Prompt ->
Go through the listing below and gather every line with the word "wooden".

Data listing ->
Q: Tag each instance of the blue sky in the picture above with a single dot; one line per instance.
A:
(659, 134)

==

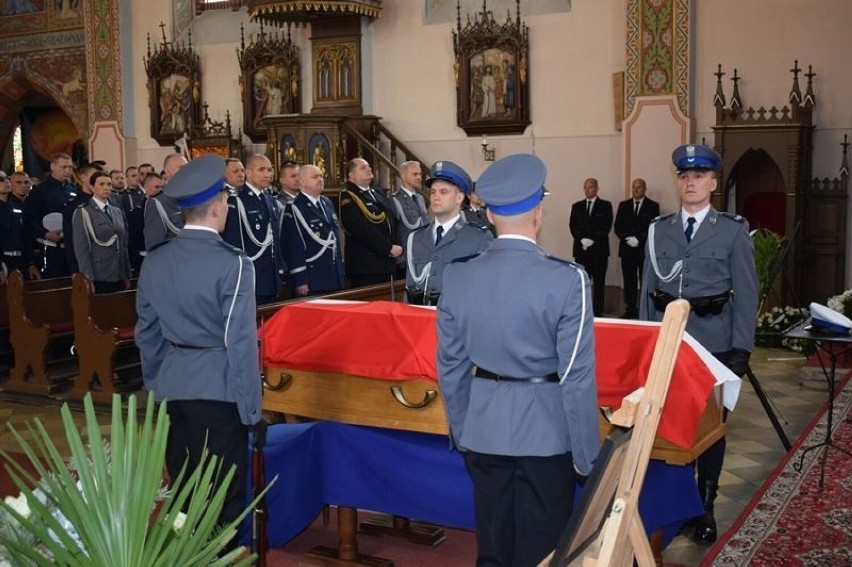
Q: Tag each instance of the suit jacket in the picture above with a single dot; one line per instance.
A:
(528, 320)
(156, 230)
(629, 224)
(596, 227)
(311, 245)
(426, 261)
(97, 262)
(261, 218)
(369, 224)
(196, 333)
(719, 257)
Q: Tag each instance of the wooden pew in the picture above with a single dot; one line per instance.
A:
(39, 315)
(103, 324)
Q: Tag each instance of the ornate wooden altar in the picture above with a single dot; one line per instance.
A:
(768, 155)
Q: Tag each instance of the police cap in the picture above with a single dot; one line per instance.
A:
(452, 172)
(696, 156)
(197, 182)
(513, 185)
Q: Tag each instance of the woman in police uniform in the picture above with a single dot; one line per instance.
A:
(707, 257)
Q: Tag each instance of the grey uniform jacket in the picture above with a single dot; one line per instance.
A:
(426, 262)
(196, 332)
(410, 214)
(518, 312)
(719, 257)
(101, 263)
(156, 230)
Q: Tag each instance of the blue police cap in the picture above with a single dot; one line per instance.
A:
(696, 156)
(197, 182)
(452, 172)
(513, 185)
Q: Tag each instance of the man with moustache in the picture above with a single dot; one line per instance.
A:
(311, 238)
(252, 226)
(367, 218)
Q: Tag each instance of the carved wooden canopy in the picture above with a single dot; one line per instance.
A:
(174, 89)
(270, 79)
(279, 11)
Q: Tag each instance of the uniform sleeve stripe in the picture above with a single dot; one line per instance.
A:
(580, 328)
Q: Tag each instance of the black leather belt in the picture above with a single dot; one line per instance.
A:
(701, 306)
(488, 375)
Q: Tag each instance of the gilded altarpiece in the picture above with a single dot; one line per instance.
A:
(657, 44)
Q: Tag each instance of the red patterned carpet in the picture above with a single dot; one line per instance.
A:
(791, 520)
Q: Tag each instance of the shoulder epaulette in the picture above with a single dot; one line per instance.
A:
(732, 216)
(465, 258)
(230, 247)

* * *

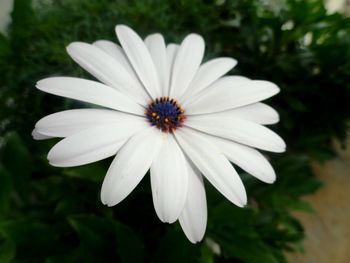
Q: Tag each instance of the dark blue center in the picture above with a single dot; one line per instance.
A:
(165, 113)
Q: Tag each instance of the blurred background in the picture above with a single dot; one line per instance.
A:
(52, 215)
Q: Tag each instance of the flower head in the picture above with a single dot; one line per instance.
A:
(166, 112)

Exercise output ->
Q: Tag each instance of the wooden pew in the picture above with a single dot; one line per instance.
Q: Tag each instance of the ornate wooden altar in the picture above with a single dot; one line per instance.
Q: Tag each instance of the carved wooden canopy in the picture above with a single dot; one line per instance.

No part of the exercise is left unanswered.